SELECTED EXTRACT ::
>> BEGIN
Alan Parsons

Let’s turn our attention now to Twitter, the overlooked internet lunch-tracking service, and the news that the Library of Congress will archive every post on Twitter. This might unnerve people who’ve spent their free time typing things like “WHY DIDNT SOMEONE TELL ME GILMORE GIRLS WAS ON,” but those of us who pay a bit more attention to posterity are comforted to know that our witty takes on the events of the day will be available to historians and anthropologists. We’ll look so much smarter in the future!

The timing of this announcement couldn’t be more perfect for me, as I just posted by 500th tweet last week. And while I’m not quite batting 1.000 in Tweet-citement, I’ve had a lot more hits than misses. As such, I present to you 25 of my finest Twitter moments. Remember, this isn’t just gibberish, it’s the historical record.
>> END
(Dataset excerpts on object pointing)
>> BEGIN
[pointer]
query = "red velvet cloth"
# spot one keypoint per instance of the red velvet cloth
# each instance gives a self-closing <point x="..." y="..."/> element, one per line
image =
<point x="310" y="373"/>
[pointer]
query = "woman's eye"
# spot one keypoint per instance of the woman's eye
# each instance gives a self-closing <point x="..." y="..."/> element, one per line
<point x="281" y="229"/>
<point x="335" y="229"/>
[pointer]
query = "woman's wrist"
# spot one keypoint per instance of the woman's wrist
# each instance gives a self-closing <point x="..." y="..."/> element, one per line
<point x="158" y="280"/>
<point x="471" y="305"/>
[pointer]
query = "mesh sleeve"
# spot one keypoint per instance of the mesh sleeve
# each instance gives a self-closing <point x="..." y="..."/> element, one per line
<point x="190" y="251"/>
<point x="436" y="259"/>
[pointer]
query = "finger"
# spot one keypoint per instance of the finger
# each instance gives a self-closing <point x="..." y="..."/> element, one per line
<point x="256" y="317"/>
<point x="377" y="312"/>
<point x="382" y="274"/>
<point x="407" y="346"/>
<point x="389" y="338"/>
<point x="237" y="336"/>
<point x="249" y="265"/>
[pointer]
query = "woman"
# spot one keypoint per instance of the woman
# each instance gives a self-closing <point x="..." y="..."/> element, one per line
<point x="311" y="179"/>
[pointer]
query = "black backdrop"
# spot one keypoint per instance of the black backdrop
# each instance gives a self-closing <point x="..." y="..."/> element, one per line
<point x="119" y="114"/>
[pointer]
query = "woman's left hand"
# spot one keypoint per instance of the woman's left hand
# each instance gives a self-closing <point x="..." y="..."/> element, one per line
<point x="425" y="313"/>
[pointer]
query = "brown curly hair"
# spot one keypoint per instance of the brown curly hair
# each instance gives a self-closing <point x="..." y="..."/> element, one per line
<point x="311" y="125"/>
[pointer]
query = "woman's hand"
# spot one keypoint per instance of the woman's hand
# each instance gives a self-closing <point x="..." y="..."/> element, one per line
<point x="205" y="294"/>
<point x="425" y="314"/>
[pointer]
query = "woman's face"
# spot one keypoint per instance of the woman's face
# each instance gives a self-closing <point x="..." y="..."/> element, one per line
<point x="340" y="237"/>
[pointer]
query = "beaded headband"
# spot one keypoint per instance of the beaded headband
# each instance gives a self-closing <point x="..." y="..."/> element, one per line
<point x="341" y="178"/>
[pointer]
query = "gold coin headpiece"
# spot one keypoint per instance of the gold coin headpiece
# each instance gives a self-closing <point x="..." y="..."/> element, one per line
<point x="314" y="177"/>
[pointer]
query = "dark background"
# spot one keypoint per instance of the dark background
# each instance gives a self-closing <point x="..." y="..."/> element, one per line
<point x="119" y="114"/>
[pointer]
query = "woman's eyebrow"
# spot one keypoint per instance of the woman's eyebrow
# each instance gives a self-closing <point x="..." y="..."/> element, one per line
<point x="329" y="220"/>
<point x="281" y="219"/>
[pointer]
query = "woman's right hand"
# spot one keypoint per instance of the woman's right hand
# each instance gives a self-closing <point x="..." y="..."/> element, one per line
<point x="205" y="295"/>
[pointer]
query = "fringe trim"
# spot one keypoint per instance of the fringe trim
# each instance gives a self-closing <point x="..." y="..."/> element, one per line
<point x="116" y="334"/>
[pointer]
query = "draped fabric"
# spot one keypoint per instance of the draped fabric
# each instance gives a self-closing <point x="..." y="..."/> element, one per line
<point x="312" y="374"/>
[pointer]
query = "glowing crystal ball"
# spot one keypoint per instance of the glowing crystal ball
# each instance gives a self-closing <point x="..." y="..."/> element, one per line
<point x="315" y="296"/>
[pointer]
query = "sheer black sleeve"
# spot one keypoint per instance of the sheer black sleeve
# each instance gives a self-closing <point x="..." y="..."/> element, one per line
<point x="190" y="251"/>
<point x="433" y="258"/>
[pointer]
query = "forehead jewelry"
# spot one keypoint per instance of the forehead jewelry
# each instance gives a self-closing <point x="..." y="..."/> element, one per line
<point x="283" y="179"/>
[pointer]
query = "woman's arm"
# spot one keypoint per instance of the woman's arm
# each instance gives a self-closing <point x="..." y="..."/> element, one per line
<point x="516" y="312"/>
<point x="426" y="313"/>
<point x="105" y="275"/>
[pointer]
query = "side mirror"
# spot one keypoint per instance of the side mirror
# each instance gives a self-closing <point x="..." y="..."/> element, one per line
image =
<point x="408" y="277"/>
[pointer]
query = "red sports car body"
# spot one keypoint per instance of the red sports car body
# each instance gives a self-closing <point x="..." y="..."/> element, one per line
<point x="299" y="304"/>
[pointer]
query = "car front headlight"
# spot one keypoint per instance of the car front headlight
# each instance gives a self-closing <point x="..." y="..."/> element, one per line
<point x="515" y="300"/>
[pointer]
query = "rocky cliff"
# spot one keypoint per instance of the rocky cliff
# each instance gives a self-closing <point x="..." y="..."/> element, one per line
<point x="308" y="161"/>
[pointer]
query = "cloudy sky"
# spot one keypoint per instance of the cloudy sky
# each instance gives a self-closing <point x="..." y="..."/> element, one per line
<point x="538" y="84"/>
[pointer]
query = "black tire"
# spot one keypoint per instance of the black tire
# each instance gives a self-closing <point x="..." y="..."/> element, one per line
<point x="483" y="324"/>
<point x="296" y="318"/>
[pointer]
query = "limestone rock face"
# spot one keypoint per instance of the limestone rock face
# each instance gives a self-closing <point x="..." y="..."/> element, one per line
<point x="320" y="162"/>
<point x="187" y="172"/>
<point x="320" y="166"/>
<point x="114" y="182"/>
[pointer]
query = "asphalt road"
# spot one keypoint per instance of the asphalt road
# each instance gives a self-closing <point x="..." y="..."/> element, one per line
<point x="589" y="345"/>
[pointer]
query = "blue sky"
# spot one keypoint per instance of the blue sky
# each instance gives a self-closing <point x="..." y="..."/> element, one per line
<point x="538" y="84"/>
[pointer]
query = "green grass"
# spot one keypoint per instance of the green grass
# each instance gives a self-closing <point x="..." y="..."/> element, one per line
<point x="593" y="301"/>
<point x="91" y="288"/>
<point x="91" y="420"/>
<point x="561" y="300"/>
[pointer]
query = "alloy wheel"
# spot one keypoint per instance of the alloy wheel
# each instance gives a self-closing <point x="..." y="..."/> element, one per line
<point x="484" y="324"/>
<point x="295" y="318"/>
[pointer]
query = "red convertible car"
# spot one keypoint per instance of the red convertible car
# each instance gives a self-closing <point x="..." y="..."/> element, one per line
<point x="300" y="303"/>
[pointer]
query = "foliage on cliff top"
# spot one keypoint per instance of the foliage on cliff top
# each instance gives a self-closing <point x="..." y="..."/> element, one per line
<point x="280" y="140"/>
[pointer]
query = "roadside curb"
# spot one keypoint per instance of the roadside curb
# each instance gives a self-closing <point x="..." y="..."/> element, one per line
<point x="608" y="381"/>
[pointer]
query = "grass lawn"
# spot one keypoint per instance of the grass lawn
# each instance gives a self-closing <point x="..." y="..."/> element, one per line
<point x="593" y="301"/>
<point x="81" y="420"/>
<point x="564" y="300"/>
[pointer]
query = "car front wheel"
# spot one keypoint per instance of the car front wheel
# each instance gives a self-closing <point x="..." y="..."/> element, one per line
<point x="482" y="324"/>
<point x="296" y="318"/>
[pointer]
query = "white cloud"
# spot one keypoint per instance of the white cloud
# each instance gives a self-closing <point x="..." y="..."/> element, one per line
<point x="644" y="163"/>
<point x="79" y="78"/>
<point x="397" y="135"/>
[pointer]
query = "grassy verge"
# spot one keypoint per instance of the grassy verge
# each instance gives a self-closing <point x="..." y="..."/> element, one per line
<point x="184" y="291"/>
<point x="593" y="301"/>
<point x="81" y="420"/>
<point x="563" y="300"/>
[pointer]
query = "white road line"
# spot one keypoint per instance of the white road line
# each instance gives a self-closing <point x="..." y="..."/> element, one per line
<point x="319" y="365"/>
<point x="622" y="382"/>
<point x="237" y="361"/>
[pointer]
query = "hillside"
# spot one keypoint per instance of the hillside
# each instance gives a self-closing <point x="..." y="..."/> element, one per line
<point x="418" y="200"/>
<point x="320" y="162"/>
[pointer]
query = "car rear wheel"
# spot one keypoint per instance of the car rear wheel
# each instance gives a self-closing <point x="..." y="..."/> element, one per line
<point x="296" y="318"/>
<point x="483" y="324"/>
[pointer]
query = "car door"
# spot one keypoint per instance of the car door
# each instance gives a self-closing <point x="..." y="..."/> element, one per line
>> END
EXERCISE BRIEF :: Edit the Twitter piece from "The timing of" down to "the historical record.", putting "nonsense" in place of "gibberish". These items are drawn from a separate source.

THE REPLY ::
The timing of this announcement couldn’t be more perfect for me, as I just posted by 500th tweet last week. And while I’m not quite batting 1.000 in Tweet-citement, I’ve had a lot more hits than misses. As such, I present to you 25 of my finest Twitter moments. Remember, this isn’t just nonsense, it’s the historical record.